◆ **WORK ITEM A**
Reproduce verbatim a portion of the passage on the Chongar Strait, beginning at the words "The Chongar Strait (Чонгарська" and stopping after the words "than 3 m deep.".
◆ **WORK ITEM B**
Answer the following questions using the passage on the Chongar Strait.
(i) By what other name is the Chongar Strait also known?
(ii) What is the approximate length of the strait?
(iii) Which Ukrainian highway does the Chonhar Bridge carry?
◆ **WORK ITEM C**
Continue the passage on the Chongar Strait, starting after its final sentence.

Strait between eastern Crimea and mainland Ukraine

The Chongar Strait (Чонгарська протока; Чонгарский пролив; Çonğar boğazı), also called the Chonhar Strait, is a short, shallow, narrow strait in Ukraine, separating the eastern and western portions of the Syvash, the shallow lagoon system separating Crimea from the mainland east of the Isthmus of Perekop.

==Geography==
The Chongar Strait separates Chonhar Peninsula in the north (on the mainland, and containing the village of Chonhar) from the Tup-Dzhankoi Peninsula in the south (in Crimea). The strait is about 300 m long, varying in width from 80-150 m and is less than 3 m deep.

The Chonhar Bridge is a road bridge that crosses the strait and carries the Ukrainian M18 highway, which is part of European route E105 running from northern Norway to Yalta. An older bridge, which runs parallel a few dozen meters away to the south-southwest, is no longer used. There is no railway bridge across the strait, but a rail bridge a few kilometres west at Syvash village (also on Chonhar Peninsula) is sometimes also called Chonhar Bridge.

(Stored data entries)
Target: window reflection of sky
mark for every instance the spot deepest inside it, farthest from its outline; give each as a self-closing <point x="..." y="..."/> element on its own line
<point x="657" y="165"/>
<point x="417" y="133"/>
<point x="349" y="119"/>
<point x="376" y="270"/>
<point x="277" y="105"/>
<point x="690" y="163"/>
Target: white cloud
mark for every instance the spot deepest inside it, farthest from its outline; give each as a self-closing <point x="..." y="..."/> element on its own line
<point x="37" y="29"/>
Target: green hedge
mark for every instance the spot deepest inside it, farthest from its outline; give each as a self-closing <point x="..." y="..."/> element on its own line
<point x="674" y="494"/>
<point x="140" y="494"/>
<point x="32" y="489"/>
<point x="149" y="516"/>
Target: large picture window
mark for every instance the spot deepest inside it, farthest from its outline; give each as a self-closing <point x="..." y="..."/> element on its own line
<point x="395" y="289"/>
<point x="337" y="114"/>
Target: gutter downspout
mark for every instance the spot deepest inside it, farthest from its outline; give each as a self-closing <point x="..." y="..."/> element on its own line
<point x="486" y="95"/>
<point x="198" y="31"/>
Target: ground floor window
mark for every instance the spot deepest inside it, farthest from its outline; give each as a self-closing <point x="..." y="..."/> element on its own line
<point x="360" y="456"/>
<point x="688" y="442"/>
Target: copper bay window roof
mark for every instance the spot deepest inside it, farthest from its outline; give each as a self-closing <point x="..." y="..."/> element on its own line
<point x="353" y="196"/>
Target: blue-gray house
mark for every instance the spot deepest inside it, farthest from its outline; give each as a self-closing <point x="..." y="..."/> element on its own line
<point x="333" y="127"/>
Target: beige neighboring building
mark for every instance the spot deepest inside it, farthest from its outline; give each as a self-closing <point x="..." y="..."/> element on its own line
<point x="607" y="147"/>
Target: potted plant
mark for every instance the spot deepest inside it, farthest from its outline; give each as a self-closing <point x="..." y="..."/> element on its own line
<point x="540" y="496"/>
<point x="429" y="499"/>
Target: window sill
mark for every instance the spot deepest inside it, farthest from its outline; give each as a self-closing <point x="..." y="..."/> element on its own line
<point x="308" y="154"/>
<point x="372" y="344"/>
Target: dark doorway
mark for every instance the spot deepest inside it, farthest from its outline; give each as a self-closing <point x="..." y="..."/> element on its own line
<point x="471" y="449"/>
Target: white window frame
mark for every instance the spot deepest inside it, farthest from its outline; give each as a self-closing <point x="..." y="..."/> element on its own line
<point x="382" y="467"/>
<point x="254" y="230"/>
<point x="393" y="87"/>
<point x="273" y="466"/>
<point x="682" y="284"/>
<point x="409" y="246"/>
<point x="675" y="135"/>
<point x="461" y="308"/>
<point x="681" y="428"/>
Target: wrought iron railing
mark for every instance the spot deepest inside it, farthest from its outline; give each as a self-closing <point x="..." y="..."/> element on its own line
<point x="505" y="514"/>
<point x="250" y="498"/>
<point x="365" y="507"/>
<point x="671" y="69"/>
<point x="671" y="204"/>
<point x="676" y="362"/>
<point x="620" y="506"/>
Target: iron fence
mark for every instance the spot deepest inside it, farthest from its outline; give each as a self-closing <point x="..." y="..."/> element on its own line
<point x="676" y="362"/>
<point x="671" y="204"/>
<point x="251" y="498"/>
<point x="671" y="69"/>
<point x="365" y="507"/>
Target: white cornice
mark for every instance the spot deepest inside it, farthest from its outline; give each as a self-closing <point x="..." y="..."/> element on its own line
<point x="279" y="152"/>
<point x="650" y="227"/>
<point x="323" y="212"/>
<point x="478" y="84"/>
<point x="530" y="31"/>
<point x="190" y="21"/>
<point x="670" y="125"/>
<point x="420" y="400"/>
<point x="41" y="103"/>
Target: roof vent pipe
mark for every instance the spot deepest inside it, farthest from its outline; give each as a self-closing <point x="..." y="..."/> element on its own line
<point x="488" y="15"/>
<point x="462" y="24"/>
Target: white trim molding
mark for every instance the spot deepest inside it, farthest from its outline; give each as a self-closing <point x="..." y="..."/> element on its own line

◆ **RESULT A**
The Chongar Strait (Чонгарська протока; Чонгарский пролив; Çonğar boğazı), also called the Chonhar Strait, is a short, shallow, narrow strait in Ukraine, separating the eastern and western portions of the Syvash, the shallow lagoon system separating Crimea from the mainland east of the Isthmus of Perekop.

==Geography==
The Chongar Strait separates Chonhar Peninsula in the north (on the mainland, and containing the village of Chonhar) from the Tup-Dzhankoi Peninsula in the south (in Crimea). The strait is about 300 m long, varying in width from 80-150 m and is less than 3 m deep.

◆ **RESULT B**
(i) The Chonhar Strait
(ii) About 300 m
(iii) The M18 highway

◆ **RESULT C**
==History==
===Russian Civil War===

During the Russian Civil War, the Chongar Strait was one avenue of attack during the Perekop-Chongar Operation in November 1920 and was crossed by the Soviet 30th Rifle Division. The operation resulted in the Soviet capture of Crimea and forced the final evacuation of Pyotr Wrangel's White Army and the end of the Civil War in the south.

===Russo-Ukrainian War===

Between 2014 and 2022, the Chonhar Strait formed part of the de facto border between mainland Ukraine and the Russian-annexed Crimean peninsula, and was militarized. Around 22 June 2023, amidst the full-scale Russian invasion of Ukraine in which Russian forces had seized parts of southeast Ukraine bordering Crimea, Russian-installed occupation officials announced that Ukraine had damaged the highway bridge crossing the Chonhar Strait with one or more Storm Shadow missiles. Russia quickly built a pontoon bridge. Ukraine damaged the bridge again (along with the bridge of Henichesk Strait) with Storm Shadow missiles on 6 August 2023. On 15 August the bridge was reopened after repairs.

The bridge was damaged by Ukrainian strikes on June 7, 2026, and partially destroyed on June 9, 2026. On June 11, a temporary pontoon was built.